> Aim of the task
Print the whole listing below word for word, leaving out the pictures.
>> START Data extract
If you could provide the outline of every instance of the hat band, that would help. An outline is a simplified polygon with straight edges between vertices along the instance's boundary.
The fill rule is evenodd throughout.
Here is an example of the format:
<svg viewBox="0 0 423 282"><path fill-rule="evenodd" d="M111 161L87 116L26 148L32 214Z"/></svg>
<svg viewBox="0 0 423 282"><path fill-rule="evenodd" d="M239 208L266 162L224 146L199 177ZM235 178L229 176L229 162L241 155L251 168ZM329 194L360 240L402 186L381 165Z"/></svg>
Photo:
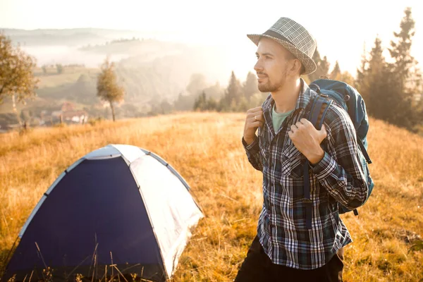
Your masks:
<svg viewBox="0 0 423 282"><path fill-rule="evenodd" d="M293 45L293 42L291 42L290 40L289 40L288 38L286 38L283 35L280 35L275 31L269 30L266 32L263 33L263 35L269 35L269 36L271 36L272 37L276 37L278 39L286 41L287 42L290 43Z"/></svg>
>> END Data extract
> Solution to this task
If you could provide the outline of every instance of the hat band, that would help. An outline is a simplified polygon with straight edges between vertices along the instance's boundary.
The fill rule is evenodd throughout.
Here is an example of the format:
<svg viewBox="0 0 423 282"><path fill-rule="evenodd" d="M111 161L87 116L26 148L32 214Z"/></svg>
<svg viewBox="0 0 423 282"><path fill-rule="evenodd" d="M239 208L266 162L224 146L199 177ZM235 178L229 176L229 162L241 155L251 168ZM329 194L360 240L402 186L381 165Z"/></svg>
Photo:
Your masks:
<svg viewBox="0 0 423 282"><path fill-rule="evenodd" d="M293 45L293 42L291 42L290 40L289 40L288 38L286 38L283 35L280 35L275 31L269 30L266 32L263 33L263 35L269 35L269 36L271 36L272 37L276 37L278 39L286 41L287 42L290 43Z"/></svg>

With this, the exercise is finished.